REQUIRED TASK 1
Report every line of the records below that contains the word "building", copying each line in full. Case counts.

SELECTION
※ ※ ※
Williams & Connolly LLP
- Headquarters: 680 Maine Avenue, S.W. Washington, D.C. United States
- No. of offices: 1
- No. of attorneys: 300–400
- Major practice areas: Litigation
- Date founded: 1967
- Founder: Edward Bennett Williams; Paul Connolly;
- Company type: LLP
- Website: wc.com

= Williams & Connolly =

American law firm

Williams & Connolly LLP (W&C) is an American white-shoe law firm based in Washington, D.C., known for its specialization in white-collar crime defense. The firm was founded by trial lawyer Edward Bennett Williams and Paul Connolly in 1967.

High-profile cases include the successful defense of U.S. President Clinton's impeachment, representation of Enron's law firm Vinson & Elkins, representation of the motion picture studios in the Kazaa/Grokster file-trading litigation, defense of the Vioxx cases, and counsel for the plaintiff states in the United States v. Microsoft antitrust remedy trial. The firm represented Lieutenant Colonel Oliver North during the Iran-Contra Affair and John Hinckley, the would-be assassin of Ronald Reagan. In 2025, the firm was reported to have been hacked in a Chinese state-sponsored espionage campaign.
※ ※ ※
ENTRIES
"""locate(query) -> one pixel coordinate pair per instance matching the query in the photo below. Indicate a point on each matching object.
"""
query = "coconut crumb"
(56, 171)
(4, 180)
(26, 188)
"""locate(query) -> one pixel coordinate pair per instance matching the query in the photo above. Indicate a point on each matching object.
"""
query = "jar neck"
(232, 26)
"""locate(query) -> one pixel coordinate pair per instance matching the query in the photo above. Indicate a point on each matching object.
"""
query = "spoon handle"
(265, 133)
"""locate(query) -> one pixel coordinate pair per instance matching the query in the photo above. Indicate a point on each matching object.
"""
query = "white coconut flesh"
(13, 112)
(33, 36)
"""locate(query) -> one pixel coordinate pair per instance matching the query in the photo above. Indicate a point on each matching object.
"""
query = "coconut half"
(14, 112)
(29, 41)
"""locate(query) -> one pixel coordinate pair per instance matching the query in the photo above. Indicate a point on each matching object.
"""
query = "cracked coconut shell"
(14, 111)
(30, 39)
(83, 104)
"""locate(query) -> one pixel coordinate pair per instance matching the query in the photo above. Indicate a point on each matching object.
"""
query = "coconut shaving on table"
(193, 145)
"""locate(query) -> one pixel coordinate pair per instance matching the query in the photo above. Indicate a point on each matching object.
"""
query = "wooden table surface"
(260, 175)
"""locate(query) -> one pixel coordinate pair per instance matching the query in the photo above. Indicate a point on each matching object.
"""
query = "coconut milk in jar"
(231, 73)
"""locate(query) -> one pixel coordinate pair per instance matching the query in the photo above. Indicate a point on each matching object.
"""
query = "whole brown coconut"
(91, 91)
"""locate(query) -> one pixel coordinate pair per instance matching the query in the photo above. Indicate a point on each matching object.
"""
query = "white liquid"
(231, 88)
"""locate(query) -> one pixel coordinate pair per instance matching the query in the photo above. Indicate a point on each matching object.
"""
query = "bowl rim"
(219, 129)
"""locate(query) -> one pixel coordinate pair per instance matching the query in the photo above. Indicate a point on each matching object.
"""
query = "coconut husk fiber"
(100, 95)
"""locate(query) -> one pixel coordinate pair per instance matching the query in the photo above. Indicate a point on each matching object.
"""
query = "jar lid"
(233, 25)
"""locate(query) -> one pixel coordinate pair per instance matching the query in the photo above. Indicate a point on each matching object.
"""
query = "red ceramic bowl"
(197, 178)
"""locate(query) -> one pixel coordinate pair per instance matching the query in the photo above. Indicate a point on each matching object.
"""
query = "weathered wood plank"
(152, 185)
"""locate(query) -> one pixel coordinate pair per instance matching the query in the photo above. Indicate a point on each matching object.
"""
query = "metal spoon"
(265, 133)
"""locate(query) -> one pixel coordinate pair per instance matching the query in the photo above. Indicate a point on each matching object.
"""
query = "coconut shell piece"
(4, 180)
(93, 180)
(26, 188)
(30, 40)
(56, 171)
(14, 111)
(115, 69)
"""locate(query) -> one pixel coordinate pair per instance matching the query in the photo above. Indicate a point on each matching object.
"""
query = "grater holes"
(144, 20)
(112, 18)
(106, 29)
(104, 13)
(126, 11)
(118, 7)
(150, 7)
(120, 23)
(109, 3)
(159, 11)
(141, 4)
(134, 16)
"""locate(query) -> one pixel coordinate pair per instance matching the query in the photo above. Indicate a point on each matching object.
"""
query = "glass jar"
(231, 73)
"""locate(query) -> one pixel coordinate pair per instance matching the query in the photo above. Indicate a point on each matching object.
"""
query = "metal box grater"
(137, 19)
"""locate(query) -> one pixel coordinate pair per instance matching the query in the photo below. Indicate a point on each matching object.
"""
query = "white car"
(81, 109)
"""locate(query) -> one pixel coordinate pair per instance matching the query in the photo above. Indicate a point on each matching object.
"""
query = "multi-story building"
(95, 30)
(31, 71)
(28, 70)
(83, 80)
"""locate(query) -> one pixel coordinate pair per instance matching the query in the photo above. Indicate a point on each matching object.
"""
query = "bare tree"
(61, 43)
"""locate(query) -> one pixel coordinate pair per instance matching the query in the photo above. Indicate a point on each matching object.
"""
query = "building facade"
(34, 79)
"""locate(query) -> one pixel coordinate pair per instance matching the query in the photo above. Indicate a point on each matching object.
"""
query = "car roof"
※ ※ ※
REQUIRED TASK 2
Answer these questions about the Williams & Connolly profile above:
(a) What street address is listed for the firm's headquarters?
(b) What website does the profile give for the firm?
(c) Whom did the firm represent during the Iran-Contra Affair?

EXPECTED OUTPUT 1
query = "multi-story building"
query = "building facade"

EXPECTED OUTPUT 2
(a) 680 Maine Avenue, S.W.
(b) wc.com
(c) Lieutenant Colonel Oliver North